▶ [CONSIGNE] Recopiez sans rien changer, dans l'article sur la CAN 1992, le passage allant de « Comme son idole » jusqu'à « espérait la coupe. ».

▶ [TEXTE CITÉ]
○ ○ ○ ○ ○
Publié le 16 Jan 2015 - 15:26
SOUVENIRS DE CAN - ROGER MENDY…..RACONTE SENEGAL 1992

‘’J’avais l’impression qu’on avait déshonoré le football sénégalais’’

 

Comme son idole l’allemand Franz Beckenbauer,  Roger en vrai ‘’Kaiser’’ de la défense des Lions pendant plus d’une décennie (1977-1993) aura marqué de son empreinte le poste de Libero. Après 16 ans de carrière (1979-1995), en Europe et en Arabie Saoudite, ce quinquagénaire dont le talent luit au bout de ses crampons revient sans détour sur la Can 1992 et l’élimination en quarts de finale contre le Cameroun. Cette compétition  qui devait être la ‘’der’’ de la génération dorée de 1986, pris fin à la 89ème minute sous un coup du poignard  prénommé ‘’Ebongué’’. Ainsi, pour l’ancien de la Jeanne d’Arc, cette édition sera marquée à jamais sous le sceau du déshonneur de ne pas avoir pu répondre aux espoirs de toute une nation qui espérait la coupe.

 

Par Mamadou Makhfouse Ngom

‘’Sur le plan humain, je dois avouer que cette Can était très sympathique. Je retrouvais les copains pour vivre une nouvelle aventure qui de surcroît se déroulait chez nous. Mais, sur le plan sportif, je n’en retiens pas grand-chose, seulement l’immense déception qui m’a habité pendant un long moment. La preuve, j’ai attendu 18 ans avant de remettre les pieds au Sénégal. Encore qu’aujourd’hui, j’éprouve de l’amertume et des  regrets au souvenir de cette campagne de 1992 parce que nous n’avions même pas atteint les demi-finales. Sincèrement, j’avais l’impression qu’on avait déshonoré le football sénégalais, en ratant notre tournoi. En outre, on n’a pas su répondre aux attentes du peuple qui voulait qu’on remporte la première coupe d’Afrique de son  histoire.
○ ○ ○ ○ ○
▶ [Entrées d'étiquetage des régions]
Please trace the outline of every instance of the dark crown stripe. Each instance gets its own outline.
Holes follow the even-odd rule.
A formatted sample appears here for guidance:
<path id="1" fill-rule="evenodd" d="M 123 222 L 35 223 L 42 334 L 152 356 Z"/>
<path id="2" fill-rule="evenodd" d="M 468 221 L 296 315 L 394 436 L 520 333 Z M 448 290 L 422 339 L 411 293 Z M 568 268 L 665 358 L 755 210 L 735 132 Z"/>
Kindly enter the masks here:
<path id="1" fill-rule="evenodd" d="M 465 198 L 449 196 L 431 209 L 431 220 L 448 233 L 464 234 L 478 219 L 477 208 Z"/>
○ ○ ○ ○ ○
▶ [CORRIGÉ]
Comme son idole l’allemand Franz Beckenbauer,  Roger en vrai ‘’Kaiser’’ de la défense des Lions pendant plus d’une décennie (1977-1993) aura marqué de son empreinte le poste de Libero. Après 16 ans de carrière (1979-1995), en Europe et en Arabie Saoudite, ce quinquagénaire dont le talent luit au bout de ses crampons revient sans détour sur la Can 1992 et l’élimination en quarts de finale contre le Cameroun. Cette compétition  qui devait être la ‘’der’’ de la génération dorée de 1986, pris fin à la 89ème minute sous un coup du poignard  prénommé ‘’Ebongué’’. Ainsi, pour l’ancien de la Jeanne d’Arc, cette édition sera marquée à jamais sous le sceau du déshonneur de ne pas avoir pu répondre aux espoirs de toute une nation qui espérait la coupe.